» **Input records**

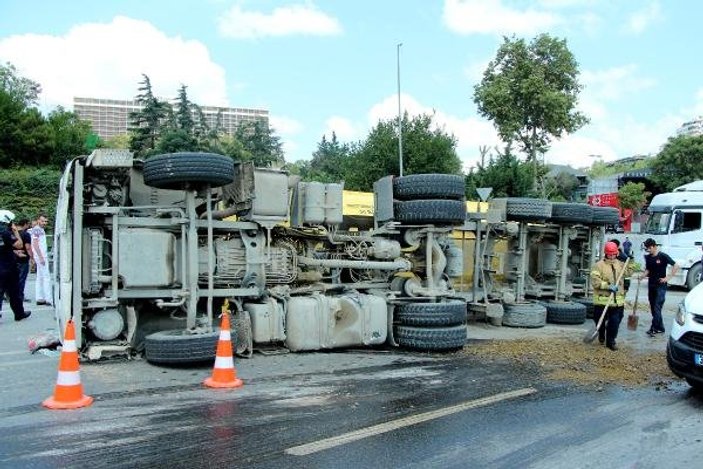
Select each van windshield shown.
[644,212,671,234]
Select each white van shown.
[644,181,703,290]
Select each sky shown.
[0,0,703,170]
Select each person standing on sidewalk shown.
[642,238,679,337]
[0,210,32,321]
[15,218,32,301]
[31,214,51,305]
[591,241,629,350]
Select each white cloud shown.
[0,16,228,108]
[324,116,359,141]
[368,94,500,170]
[218,2,342,39]
[443,0,562,35]
[623,2,662,34]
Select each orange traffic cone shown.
[203,300,244,388]
[42,319,93,409]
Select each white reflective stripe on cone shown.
[62,340,78,352]
[215,357,234,369]
[56,371,81,386]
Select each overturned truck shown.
[53,149,467,364]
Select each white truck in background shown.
[640,180,703,290]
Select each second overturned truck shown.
[54,150,467,364]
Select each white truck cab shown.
[644,181,703,290]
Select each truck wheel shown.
[144,329,237,365]
[393,325,466,352]
[686,262,703,290]
[495,197,552,221]
[393,199,466,225]
[393,174,466,200]
[503,303,547,328]
[542,301,586,324]
[592,207,620,226]
[144,153,234,190]
[395,301,466,327]
[550,202,593,225]
[571,296,593,319]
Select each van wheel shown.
[686,262,703,290]
[144,152,234,190]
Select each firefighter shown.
[591,241,627,350]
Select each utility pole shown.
[396,42,403,176]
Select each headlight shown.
[674,301,686,326]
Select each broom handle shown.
[596,257,639,330]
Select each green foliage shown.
[343,113,461,191]
[466,145,544,200]
[586,158,653,179]
[0,62,41,108]
[129,75,170,157]
[474,34,588,160]
[618,182,652,210]
[230,120,285,167]
[651,135,703,192]
[0,168,61,219]
[296,132,350,182]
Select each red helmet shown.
[605,241,618,256]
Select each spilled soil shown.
[461,337,675,388]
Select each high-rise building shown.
[73,97,269,138]
[676,116,703,137]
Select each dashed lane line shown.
[285,387,537,456]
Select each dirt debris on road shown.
[462,337,675,387]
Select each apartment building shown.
[73,97,269,139]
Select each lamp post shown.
[396,42,403,176]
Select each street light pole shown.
[396,42,403,176]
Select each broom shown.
[583,257,630,344]
[627,278,642,331]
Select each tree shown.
[466,145,541,200]
[0,62,41,107]
[651,135,703,192]
[232,120,285,167]
[129,75,169,156]
[618,182,652,210]
[344,113,461,191]
[474,34,588,163]
[48,106,92,166]
[299,132,349,182]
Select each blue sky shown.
[0,0,703,168]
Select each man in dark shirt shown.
[0,210,32,321]
[642,238,679,337]
[15,218,32,301]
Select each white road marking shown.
[285,388,537,456]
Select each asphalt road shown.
[0,276,703,468]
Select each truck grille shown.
[679,332,703,350]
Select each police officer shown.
[0,210,32,321]
[591,241,625,350]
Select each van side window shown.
[671,210,701,233]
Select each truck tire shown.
[495,197,552,221]
[144,153,234,190]
[686,262,703,290]
[571,296,593,319]
[591,207,620,226]
[550,202,593,225]
[393,174,466,200]
[542,301,586,324]
[144,329,237,365]
[393,199,466,225]
[393,325,466,352]
[395,301,466,327]
[503,303,547,328]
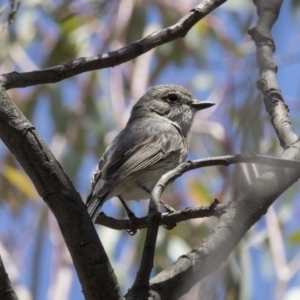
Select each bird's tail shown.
[86,191,106,223]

» **The problem**
Return each line from the listing above that contains the word "wheel".

» **Solution for this task**
Select each truck wheel shown.
Select each van wheel shown.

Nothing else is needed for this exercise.